**WHAT YOU SHOULD DO**
The records below must be transcribed exactly, with each picture left out.

**MATERIAL FOR THIS TASK**
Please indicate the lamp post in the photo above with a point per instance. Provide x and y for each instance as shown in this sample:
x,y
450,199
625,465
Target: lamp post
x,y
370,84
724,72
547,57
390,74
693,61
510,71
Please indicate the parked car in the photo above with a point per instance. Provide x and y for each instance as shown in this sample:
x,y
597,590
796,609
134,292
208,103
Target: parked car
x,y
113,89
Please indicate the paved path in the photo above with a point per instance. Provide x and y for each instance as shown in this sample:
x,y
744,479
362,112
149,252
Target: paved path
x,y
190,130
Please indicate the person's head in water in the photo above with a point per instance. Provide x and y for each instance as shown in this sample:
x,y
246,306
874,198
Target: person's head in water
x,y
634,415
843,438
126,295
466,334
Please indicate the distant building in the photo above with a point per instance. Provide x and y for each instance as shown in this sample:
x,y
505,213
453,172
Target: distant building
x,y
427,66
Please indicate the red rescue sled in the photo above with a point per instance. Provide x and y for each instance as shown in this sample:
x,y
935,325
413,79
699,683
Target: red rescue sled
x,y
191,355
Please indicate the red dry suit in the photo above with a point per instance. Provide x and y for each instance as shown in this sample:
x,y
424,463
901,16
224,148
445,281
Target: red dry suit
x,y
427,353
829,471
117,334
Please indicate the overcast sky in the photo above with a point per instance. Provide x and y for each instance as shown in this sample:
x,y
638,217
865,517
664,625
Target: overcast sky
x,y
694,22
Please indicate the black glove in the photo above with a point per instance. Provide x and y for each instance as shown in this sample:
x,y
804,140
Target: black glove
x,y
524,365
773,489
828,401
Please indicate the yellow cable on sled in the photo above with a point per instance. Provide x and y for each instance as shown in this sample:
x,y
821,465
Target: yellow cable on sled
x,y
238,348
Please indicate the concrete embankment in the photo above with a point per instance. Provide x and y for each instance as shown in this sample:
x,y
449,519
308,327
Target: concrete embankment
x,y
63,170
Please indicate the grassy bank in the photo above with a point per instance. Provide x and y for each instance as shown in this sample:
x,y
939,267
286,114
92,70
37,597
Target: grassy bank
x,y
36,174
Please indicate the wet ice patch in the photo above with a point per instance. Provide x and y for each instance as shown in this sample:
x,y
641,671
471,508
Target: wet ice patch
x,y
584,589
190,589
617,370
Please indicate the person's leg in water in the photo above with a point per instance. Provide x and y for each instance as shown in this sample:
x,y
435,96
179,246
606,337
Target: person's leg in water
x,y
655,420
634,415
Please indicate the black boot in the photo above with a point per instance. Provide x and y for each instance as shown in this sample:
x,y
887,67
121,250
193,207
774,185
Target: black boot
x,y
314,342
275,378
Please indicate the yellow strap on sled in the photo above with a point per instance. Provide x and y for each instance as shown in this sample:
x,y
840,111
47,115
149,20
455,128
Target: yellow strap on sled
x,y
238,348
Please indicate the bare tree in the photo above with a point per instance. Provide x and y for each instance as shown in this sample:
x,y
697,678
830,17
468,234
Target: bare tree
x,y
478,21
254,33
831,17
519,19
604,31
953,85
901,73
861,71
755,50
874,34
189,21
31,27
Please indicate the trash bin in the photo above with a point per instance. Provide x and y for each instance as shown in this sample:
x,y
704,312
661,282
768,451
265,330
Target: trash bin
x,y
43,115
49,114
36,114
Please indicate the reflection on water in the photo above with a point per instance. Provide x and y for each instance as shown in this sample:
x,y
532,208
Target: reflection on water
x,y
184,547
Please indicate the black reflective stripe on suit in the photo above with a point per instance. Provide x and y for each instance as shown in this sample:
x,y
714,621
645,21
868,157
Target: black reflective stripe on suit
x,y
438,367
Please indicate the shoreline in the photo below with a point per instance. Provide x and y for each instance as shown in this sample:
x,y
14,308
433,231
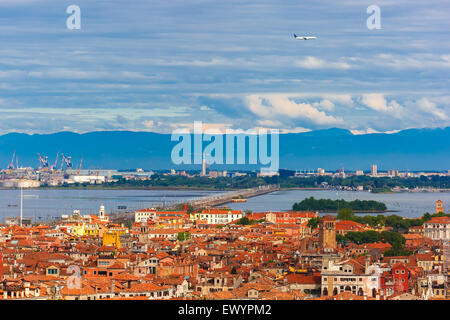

**SOLUTION TO THE PROBLEM**
Please indicate the lamp post in the photo above with a point per instance. Provide x and y for each instance as shown in this sample:
x,y
450,199
625,465
Target: lamp post
x,y
370,84
724,72
547,57
390,74
693,61
510,71
Please indicate the parked car in the photo above with a point per instance. Provide x and y for each instance as shown in this sample:
x,y
597,590
796,609
134,292
208,103
Target: parked car
x,y
113,89
Please indicate the paved path in the photo above with a point per instance. Provide x and y for each instance as shown in this sample:
x,y
744,479
362,112
149,252
Target: paved path
x,y
190,130
Please indicate the person's head in water in the photo above with a point per instance. Provide x and y for each instance as shown in this sample:
x,y
246,306
874,198
Target: person's head in water
x,y
634,415
843,438
126,295
466,334
Please indicate the distant building in the photo above with a point per instance. Provide x and y for each instance as shown in this sample:
x,y
505,213
453,172
Target: distant building
x,y
427,66
Please indicate the red rescue sled in the photo above with a point per instance. Provide x and y for each instance as shown in this sample:
x,y
935,325
413,79
699,683
Target: red rescue sled
x,y
191,355
Please indicate the red dry suit in the photo above with a point per instance. Provide x and y for each instance as shown in this sample:
x,y
424,463
901,16
224,148
445,281
Target: red dry suit
x,y
427,353
829,471
117,334
Please indicate the overcast sky in the photo above with a point per instance. Provide x and y for each instance as shown in this sample:
x,y
638,217
865,517
664,625
Target: overcast sky
x,y
694,22
Please indicate the black glove in the photo above with a point per instance. Provide x and y for each instance as shown in this sample:
x,y
804,140
Target: black glove
x,y
524,365
773,489
828,401
Please indicate the yellow cable on sled in the photo above with a point per instance. Provide x and y for each instance as shown in this sample:
x,y
821,465
Target: yellow cable on sled
x,y
238,348
Please indicate the concrete embankment in the photo above with a point per instance. Provide x and y for each instance as shown in this sample:
x,y
449,519
308,327
Target: concrete embankment
x,y
63,170
Please indicate the grassy bank in the photo above with a point per instance. Provide x and y for each instance as shown in this sample:
x,y
939,267
286,114
92,70
37,597
Target: grassy bank
x,y
36,174
Please indicate the wet ice patch in the photo above with a point per instance. Provide x and y for each instance as shown in this sample:
x,y
641,671
471,508
Target: wet ice patch
x,y
584,589
190,589
617,370
Please indicate the person's leg in water in the photo above with a point per instance. Provide x and y for each instance as shown in this sample:
x,y
435,96
179,246
606,337
Target: person's leg in water
x,y
655,420
634,415
Please indicate the black boot in the photo above with a point per instance. Provide x and y for each instance as shown in this sample:
x,y
887,67
121,250
193,207
774,185
Target: black boot
x,y
314,342
275,378
Please indicate the yellow strap on sled in the photo above with a point per instance. Provide x and y for each instance as shown in this sample:
x,y
840,111
47,115
149,20
455,128
Target: yellow strap on sled
x,y
238,348
Please indicate the bare tree in the photo above with a point per instance. Provide x and y for each instance as shown in this sample:
x,y
697,678
830,17
468,234
Target: bare tree
x,y
478,21
254,33
831,17
519,19
604,31
953,85
901,73
861,71
755,50
874,34
189,21
31,27
Please indicate the trash bin in the photo above with a point per instance. Provide x and y for each instance as shown in this sample:
x,y
704,312
661,282
768,451
265,330
Target: trash bin
x,y
43,115
49,114
36,114
Please indicate the reflection on water in the photo above with a point per instance. Provide x and y for each instance as shown in this sample:
x,y
532,208
Target: reflection on water
x,y
184,547
Please indicate the black reflective stripe on suit in the photo above with a point per instance. Provide x and y for each instance as shown in this sample:
x,y
714,621
645,21
868,157
Target: black reflective stripe on suit
x,y
438,367
Please indicate the shoreline in the photo below with a point per instance. Provide x and y for each instance as shown in this sample:
x,y
14,308
433,231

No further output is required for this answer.